Data in this exercise below:
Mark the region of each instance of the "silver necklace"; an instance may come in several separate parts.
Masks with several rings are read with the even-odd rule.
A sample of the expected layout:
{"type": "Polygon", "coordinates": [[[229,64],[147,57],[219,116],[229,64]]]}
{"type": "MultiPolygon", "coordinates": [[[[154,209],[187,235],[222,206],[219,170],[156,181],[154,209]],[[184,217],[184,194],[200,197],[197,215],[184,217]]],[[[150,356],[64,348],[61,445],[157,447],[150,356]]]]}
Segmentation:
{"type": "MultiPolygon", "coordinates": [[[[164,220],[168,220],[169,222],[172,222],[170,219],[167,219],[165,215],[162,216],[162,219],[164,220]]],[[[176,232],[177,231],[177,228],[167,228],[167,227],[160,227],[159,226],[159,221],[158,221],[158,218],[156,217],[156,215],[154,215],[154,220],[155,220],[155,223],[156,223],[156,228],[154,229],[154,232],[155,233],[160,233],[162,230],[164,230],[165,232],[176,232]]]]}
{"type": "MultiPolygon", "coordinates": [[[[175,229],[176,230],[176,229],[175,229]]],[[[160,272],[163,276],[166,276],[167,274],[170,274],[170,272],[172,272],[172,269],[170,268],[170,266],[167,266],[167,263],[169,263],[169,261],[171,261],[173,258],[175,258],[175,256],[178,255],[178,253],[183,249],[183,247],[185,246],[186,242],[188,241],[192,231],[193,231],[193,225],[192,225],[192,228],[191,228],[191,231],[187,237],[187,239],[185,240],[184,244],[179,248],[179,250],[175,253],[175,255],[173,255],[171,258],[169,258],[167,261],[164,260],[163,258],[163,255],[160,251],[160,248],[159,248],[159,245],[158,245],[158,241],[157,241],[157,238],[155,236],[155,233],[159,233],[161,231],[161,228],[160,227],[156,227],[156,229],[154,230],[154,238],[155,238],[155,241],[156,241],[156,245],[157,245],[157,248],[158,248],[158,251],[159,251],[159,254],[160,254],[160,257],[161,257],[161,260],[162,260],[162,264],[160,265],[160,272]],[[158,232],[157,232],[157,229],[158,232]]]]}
End of Data in this exercise.
Data in this exercise below:
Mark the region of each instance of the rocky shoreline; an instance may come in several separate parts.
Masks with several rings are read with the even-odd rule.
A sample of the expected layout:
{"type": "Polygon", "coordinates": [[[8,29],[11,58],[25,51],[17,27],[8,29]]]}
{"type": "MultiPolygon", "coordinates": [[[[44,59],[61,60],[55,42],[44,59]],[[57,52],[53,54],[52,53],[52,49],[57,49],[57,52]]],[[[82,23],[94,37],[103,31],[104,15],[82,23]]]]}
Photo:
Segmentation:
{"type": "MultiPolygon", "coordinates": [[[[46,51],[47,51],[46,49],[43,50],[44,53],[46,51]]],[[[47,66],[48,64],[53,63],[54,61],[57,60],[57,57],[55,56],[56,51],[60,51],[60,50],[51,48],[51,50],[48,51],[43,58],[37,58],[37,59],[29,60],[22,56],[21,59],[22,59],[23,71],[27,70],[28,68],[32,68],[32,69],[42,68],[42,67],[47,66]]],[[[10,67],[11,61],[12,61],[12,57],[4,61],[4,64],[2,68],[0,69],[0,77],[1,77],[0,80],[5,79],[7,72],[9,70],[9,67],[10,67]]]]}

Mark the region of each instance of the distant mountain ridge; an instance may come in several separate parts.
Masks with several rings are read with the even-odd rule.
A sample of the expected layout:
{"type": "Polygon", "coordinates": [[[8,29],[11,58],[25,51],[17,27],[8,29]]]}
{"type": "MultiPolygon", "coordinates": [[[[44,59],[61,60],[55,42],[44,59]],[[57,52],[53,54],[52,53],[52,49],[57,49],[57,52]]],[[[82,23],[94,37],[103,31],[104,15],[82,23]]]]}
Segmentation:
End of Data in this exercise.
=== Description of the task ===
For this exercise, gather every line of the data that contains the word "separate".

=== Output for this task ===
Mark the region of each instance of the "silver necklace"; an instance may come in several separate parts.
Mark the region of each instance of the rocky shoreline; an instance may come in several separate parts.
Mark the region of each instance of the distant mountain ridge; an instance may come in several separate parts.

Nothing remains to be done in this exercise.